### Exercise goal
Rewrite the items below, swapping "annotate" for "mark" everywhere it appears and changing nothing else.

-- begin Supplied entries --

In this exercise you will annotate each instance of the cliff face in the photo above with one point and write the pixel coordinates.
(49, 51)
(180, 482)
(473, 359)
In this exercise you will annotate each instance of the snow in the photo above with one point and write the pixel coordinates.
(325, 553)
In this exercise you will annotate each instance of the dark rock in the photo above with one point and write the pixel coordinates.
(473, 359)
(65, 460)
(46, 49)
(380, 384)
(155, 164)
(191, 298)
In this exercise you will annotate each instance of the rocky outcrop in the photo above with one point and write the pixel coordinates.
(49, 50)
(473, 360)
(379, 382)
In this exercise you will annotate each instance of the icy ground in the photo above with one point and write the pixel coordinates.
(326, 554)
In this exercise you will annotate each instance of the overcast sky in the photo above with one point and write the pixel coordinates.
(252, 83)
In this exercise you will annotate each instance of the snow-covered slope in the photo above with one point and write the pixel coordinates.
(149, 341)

-- end Supplied entries --

### Solution
In this exercise you will mark each instance of the cliff face in the photo above with one point and write the pixel coordinates.
(49, 51)
(180, 482)
(473, 359)
In this exercise you will mark each instance of the snow in the photo above with one point and write the pixel coordinates.
(325, 553)
In this exercise you will mark each instance of the dark rock in the photo above with one point and write the pixel coordinates.
(473, 359)
(65, 460)
(46, 49)
(380, 384)
(155, 164)
(191, 298)
In this exercise you will mark each instance of the rocky outcrop in the photo above with one point and write the pixel coordinates.
(49, 50)
(473, 360)
(379, 382)
In this exercise you will mark each instance of the icy ground in the photo above with one point and write the pixel coordinates.
(326, 554)
In this exercise you will mark each instance of the overcast sky in the photo above with one point and write the pixel coordinates.
(252, 83)
In this exercise you will mark each instance of the snow-covered slope in the photo above with one point and write the pixel coordinates.
(149, 341)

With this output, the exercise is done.